§ EXERCISE DESCRIPTION
Nothing but the lines below, from the first through the line containing "black roof rail.", should be set down, each one exactly and without pictures.

§ THE DATA
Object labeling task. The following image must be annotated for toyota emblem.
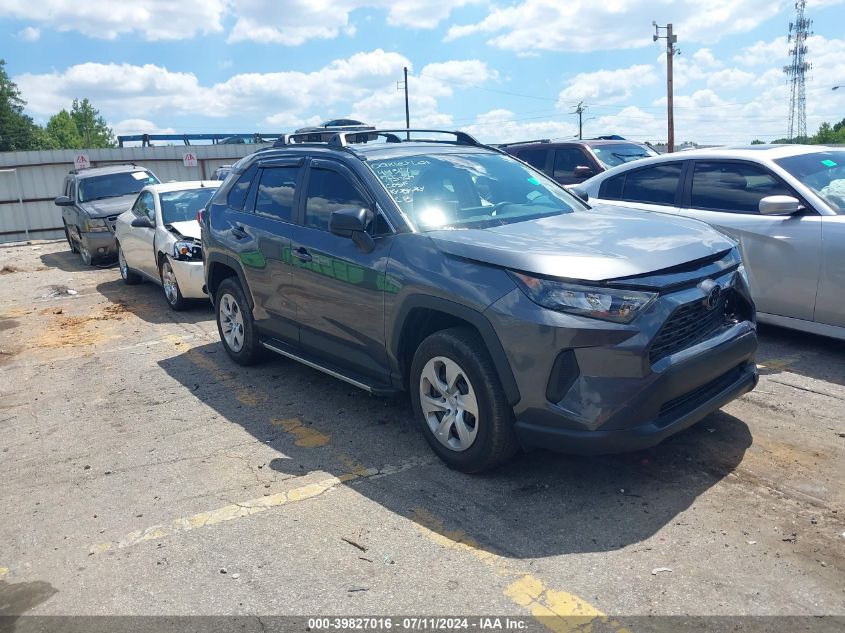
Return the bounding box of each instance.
[704,284,722,311]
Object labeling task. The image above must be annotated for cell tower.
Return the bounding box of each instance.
[784,0,812,140]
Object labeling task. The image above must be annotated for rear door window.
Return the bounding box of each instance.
[227,165,258,210]
[517,149,550,172]
[553,148,591,178]
[690,161,794,214]
[601,163,682,205]
[254,166,299,222]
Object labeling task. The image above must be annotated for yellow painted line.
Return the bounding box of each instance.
[91,460,424,554]
[272,417,330,447]
[411,508,628,633]
[0,567,8,580]
[757,355,801,371]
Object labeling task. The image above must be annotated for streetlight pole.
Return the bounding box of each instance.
[653,22,678,153]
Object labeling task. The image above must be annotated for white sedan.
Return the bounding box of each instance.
[114,181,220,310]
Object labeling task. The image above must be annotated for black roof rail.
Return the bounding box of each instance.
[328,129,483,148]
[496,138,551,148]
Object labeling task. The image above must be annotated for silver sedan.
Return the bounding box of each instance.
[114,181,220,310]
[577,145,845,340]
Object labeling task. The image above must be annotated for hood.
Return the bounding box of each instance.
[426,204,736,282]
[79,194,138,218]
[167,220,201,240]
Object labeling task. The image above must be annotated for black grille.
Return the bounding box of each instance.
[659,365,745,418]
[106,215,119,233]
[649,293,729,364]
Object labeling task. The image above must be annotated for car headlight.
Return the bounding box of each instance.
[173,241,201,260]
[86,218,110,232]
[737,263,749,287]
[509,271,657,323]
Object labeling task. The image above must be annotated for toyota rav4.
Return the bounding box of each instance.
[200,130,758,472]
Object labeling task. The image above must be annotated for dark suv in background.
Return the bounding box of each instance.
[54,164,159,265]
[502,138,657,186]
[201,129,757,472]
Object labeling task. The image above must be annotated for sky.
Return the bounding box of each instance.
[1,0,844,145]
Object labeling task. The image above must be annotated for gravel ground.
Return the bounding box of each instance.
[1,240,843,628]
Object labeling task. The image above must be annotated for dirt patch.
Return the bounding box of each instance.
[0,265,21,275]
[0,319,19,333]
[35,302,132,349]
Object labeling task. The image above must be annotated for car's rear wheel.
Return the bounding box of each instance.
[160,258,187,311]
[410,327,519,472]
[118,244,142,285]
[215,277,263,365]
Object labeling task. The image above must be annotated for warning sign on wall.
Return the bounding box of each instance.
[74,154,90,170]
[183,152,198,167]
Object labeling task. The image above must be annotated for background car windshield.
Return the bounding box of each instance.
[160,188,217,224]
[774,151,845,213]
[591,143,657,168]
[78,171,159,202]
[369,152,580,230]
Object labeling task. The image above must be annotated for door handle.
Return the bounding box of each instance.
[293,247,312,263]
[230,225,248,239]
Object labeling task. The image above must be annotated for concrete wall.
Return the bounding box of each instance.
[0,144,269,244]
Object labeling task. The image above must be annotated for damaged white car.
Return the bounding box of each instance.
[115,181,220,310]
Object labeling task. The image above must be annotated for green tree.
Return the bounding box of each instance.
[69,98,115,148]
[46,109,84,149]
[750,139,766,144]
[0,58,51,151]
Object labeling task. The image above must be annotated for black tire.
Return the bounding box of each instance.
[160,257,188,311]
[79,240,93,266]
[118,244,142,285]
[215,277,264,365]
[64,221,79,253]
[410,326,519,473]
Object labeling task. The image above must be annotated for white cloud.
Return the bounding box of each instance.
[446,0,786,53]
[227,0,479,45]
[17,26,40,41]
[462,109,578,144]
[109,119,176,138]
[557,65,658,106]
[0,0,226,40]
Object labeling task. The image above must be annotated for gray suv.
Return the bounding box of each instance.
[54,164,159,265]
[201,130,758,472]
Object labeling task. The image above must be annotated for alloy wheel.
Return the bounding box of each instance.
[161,260,179,305]
[219,293,245,353]
[419,356,480,452]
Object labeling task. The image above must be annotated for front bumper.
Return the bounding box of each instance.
[169,258,206,299]
[485,266,758,455]
[80,232,117,259]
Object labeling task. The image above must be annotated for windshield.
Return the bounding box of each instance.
[160,188,217,224]
[774,150,845,213]
[78,171,159,203]
[368,152,581,231]
[591,143,657,168]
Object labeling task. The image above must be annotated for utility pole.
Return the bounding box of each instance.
[397,67,410,140]
[784,0,812,141]
[653,22,678,152]
[573,101,586,139]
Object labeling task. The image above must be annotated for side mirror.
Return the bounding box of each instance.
[329,207,375,253]
[759,195,801,215]
[573,166,596,179]
[568,186,589,203]
[54,196,73,207]
[131,215,154,228]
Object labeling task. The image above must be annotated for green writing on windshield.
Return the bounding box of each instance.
[527,177,541,185]
[821,159,837,167]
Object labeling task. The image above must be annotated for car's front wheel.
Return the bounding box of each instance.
[160,258,187,311]
[215,277,263,365]
[63,221,79,254]
[78,240,92,266]
[410,327,519,472]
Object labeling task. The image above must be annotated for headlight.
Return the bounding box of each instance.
[86,218,109,232]
[173,241,201,259]
[509,271,657,323]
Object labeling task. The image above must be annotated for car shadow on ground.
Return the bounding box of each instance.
[95,278,212,325]
[756,324,845,386]
[159,342,753,558]
[38,250,96,273]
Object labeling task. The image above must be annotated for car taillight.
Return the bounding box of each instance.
[197,209,204,224]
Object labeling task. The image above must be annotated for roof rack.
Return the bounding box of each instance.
[328,129,483,148]
[496,138,551,148]
[273,131,341,147]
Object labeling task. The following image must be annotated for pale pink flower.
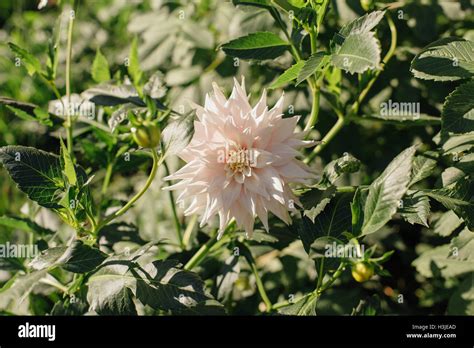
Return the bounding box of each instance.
[164,78,314,237]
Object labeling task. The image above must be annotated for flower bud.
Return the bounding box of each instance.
[351,262,374,282]
[131,121,161,148]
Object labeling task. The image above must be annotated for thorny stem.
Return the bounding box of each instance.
[94,148,161,234]
[164,160,184,249]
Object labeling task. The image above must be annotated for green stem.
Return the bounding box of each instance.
[243,245,273,312]
[65,2,76,155]
[101,161,114,196]
[182,214,197,250]
[184,220,235,270]
[305,112,345,164]
[164,160,184,249]
[304,85,320,132]
[95,149,161,233]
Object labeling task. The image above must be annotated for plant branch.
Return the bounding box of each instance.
[163,160,184,249]
[65,1,77,155]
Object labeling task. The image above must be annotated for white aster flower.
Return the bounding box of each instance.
[164,78,314,238]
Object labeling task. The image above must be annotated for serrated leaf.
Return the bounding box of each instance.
[92,48,111,83]
[413,244,474,278]
[135,259,225,314]
[278,293,317,315]
[432,210,463,237]
[442,80,474,135]
[450,228,474,261]
[331,32,381,74]
[0,215,53,235]
[214,255,240,301]
[399,190,430,227]
[361,146,416,236]
[424,177,474,229]
[161,111,195,159]
[128,37,143,86]
[0,146,65,209]
[60,138,77,186]
[30,240,106,273]
[296,192,353,253]
[411,38,474,81]
[8,42,43,76]
[232,0,272,9]
[296,52,330,86]
[447,275,474,315]
[0,270,48,311]
[300,186,337,222]
[339,11,385,37]
[269,61,304,89]
[221,32,289,60]
[410,154,438,186]
[318,153,361,188]
[87,263,138,315]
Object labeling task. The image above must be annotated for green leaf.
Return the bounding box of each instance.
[432,210,463,237]
[135,259,224,315]
[411,38,474,81]
[451,228,474,261]
[161,111,195,159]
[221,32,289,60]
[410,154,438,186]
[6,105,37,122]
[365,113,441,126]
[424,177,474,229]
[331,32,381,74]
[33,108,53,126]
[361,146,416,236]
[269,61,304,89]
[399,190,430,227]
[0,97,37,114]
[0,146,65,209]
[296,192,353,253]
[278,294,318,315]
[30,240,106,273]
[87,263,138,315]
[8,42,43,76]
[296,52,330,86]
[413,244,474,278]
[318,153,361,188]
[339,11,385,37]
[60,138,77,186]
[447,275,474,315]
[442,80,474,135]
[214,255,240,301]
[0,215,53,235]
[351,294,382,316]
[300,186,337,222]
[128,37,143,86]
[0,270,48,312]
[92,48,111,83]
[232,0,272,9]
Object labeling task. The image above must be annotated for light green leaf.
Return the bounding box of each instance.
[0,270,48,311]
[365,113,441,126]
[92,48,111,83]
[361,146,416,236]
[269,61,305,89]
[432,210,463,237]
[442,80,474,135]
[8,42,43,76]
[339,10,385,37]
[128,37,143,86]
[232,0,272,9]
[296,52,330,86]
[411,38,474,81]
[221,32,289,60]
[318,153,361,188]
[0,146,65,209]
[331,32,381,74]
[60,138,77,187]
[399,190,430,227]
[0,215,53,235]
[162,111,195,159]
[410,154,438,186]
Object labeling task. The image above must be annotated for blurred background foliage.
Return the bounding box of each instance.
[0,0,473,315]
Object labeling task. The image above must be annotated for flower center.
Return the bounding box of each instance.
[226,147,251,174]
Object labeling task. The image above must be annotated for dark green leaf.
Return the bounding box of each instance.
[221,32,289,60]
[399,190,431,227]
[296,52,330,86]
[442,80,474,135]
[269,61,304,89]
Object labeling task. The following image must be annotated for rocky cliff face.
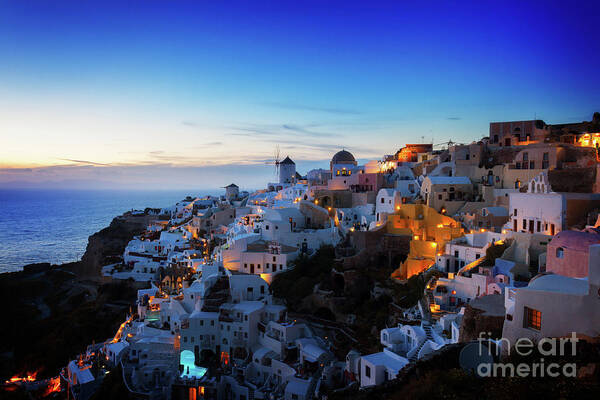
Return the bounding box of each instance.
[458,294,505,342]
[77,213,158,277]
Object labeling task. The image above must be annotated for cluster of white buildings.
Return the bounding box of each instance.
[61,118,600,398]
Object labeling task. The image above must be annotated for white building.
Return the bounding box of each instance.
[237,240,299,282]
[375,188,402,223]
[502,243,600,351]
[508,172,600,235]
[330,150,358,177]
[279,156,297,184]
[436,231,504,273]
[357,320,451,388]
[225,183,239,200]
[260,207,340,253]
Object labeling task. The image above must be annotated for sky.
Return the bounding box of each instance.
[1,0,599,190]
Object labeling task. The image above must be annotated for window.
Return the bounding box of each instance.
[381,197,385,203]
[522,219,526,229]
[365,365,371,378]
[523,152,528,161]
[530,161,535,169]
[556,247,564,258]
[524,307,541,330]
[475,254,481,259]
[438,194,442,200]
[537,221,541,232]
[273,256,276,262]
[513,209,517,217]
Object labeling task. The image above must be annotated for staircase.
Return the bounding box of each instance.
[408,340,427,362]
[422,323,434,340]
[409,323,434,362]
[424,276,439,319]
[201,276,230,312]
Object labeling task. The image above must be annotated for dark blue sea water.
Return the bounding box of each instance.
[0,189,209,273]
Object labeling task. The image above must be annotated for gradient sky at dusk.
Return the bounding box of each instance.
[1,1,599,190]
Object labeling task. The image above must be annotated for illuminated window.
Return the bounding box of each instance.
[524,307,541,330]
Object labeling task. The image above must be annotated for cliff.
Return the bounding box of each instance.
[458,294,505,342]
[76,212,158,277]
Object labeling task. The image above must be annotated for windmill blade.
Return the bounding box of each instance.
[274,145,281,176]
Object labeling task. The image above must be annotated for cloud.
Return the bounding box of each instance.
[229,123,338,138]
[281,124,339,137]
[0,167,33,173]
[57,158,110,166]
[446,117,462,120]
[182,121,198,127]
[229,126,278,137]
[260,101,362,115]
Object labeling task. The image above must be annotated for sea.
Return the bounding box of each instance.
[0,189,215,273]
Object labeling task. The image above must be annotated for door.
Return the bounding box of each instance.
[513,218,517,231]
[250,264,255,274]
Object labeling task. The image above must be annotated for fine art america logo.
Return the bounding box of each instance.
[459,332,579,378]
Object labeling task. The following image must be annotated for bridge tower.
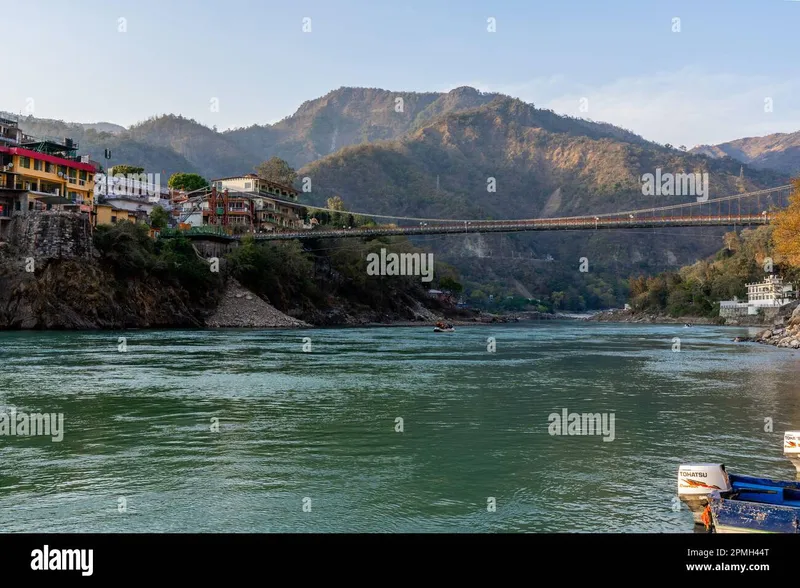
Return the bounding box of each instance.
[208,187,230,230]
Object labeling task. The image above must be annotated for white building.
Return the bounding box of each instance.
[719,275,795,317]
[95,171,173,217]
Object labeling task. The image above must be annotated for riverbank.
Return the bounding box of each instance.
[732,302,800,348]
[588,307,788,328]
[589,308,726,326]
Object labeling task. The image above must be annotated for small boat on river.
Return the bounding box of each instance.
[677,432,800,533]
[433,321,455,333]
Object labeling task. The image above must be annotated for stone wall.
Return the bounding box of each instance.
[4,211,94,260]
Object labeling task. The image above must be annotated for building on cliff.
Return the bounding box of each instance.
[719,274,796,318]
[0,117,98,236]
[93,203,135,226]
[209,175,306,231]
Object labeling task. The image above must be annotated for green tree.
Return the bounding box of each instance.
[168,173,209,192]
[439,276,463,294]
[149,205,169,230]
[327,196,345,225]
[110,165,145,176]
[255,157,297,187]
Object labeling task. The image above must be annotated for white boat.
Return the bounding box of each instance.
[677,432,800,533]
[433,324,455,332]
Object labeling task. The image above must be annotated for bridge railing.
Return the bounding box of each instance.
[159,225,231,238]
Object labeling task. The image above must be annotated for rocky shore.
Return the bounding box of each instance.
[589,308,723,325]
[733,301,800,348]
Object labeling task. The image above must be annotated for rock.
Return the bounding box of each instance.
[757,329,773,340]
[792,340,800,349]
[206,279,311,328]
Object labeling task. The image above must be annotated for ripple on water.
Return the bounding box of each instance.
[0,323,798,532]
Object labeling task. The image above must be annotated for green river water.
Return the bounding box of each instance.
[0,322,798,532]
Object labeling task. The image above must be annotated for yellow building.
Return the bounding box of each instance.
[93,204,135,226]
[0,131,97,212]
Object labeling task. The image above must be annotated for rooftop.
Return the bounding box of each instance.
[212,174,299,195]
[0,145,97,172]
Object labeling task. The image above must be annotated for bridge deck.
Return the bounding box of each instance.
[160,214,771,241]
[248,214,770,241]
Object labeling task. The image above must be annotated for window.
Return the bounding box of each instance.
[19,156,30,168]
[33,160,42,171]
[245,182,252,190]
[58,165,66,175]
[80,171,87,181]
[111,216,117,223]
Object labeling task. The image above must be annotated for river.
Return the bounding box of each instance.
[1,322,798,532]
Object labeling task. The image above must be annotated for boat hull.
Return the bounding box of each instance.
[709,487,800,533]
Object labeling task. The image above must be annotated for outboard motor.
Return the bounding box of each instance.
[677,464,732,524]
[784,431,800,476]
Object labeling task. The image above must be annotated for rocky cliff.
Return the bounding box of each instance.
[0,213,211,329]
[0,213,448,330]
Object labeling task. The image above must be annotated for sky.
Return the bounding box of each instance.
[3,0,800,147]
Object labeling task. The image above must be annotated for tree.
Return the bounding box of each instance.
[772,179,800,266]
[551,291,565,310]
[722,231,741,252]
[439,276,463,294]
[326,195,346,225]
[110,165,145,176]
[168,173,209,192]
[255,157,297,187]
[149,205,169,230]
[326,195,345,211]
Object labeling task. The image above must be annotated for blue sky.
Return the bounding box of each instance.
[4,0,800,146]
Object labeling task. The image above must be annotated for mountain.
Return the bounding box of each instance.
[5,114,199,177]
[691,131,800,176]
[297,96,788,307]
[127,115,254,179]
[3,89,793,309]
[223,86,505,169]
[300,96,785,219]
[0,112,125,136]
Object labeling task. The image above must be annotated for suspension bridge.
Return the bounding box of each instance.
[160,184,794,242]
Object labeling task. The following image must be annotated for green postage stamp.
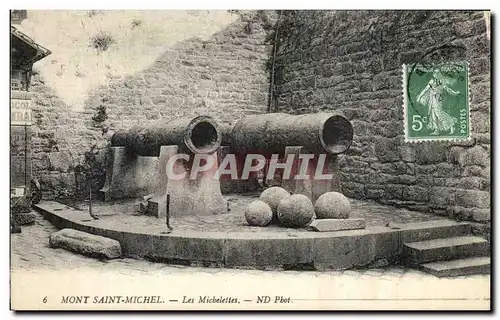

§ OUTPUT
Object labeling task. The following image must be annotated for toyota emblem.
Return the bounding box of each instance.
[704,284,722,311]
Object labeling task. The image above must be annotated for cell tower.
Return the bounding box of each instance.
[784,0,812,140]
Object labeling task. The image above must be annotated for rear door window.
Return the bounding box of each instance.
[227,165,258,210]
[517,149,550,172]
[553,148,591,178]
[690,161,794,214]
[601,163,682,205]
[254,166,299,222]
Object labeling task. The image above must be annotated for yellow painted line.
Return the bounding box of each instance.
[91,460,424,554]
[272,417,330,447]
[411,508,628,633]
[0,567,8,580]
[757,355,801,371]
Object labeling task. The image above must be annotated for streetlight pole.
Return the bounding box of each instance.
[653,22,678,153]
Object labeling task. The image above must be annotated for white sedan.
Return the bounding box of each instance.
[114,181,220,310]
Object labeling task. The image above must be annotated for black roof rail.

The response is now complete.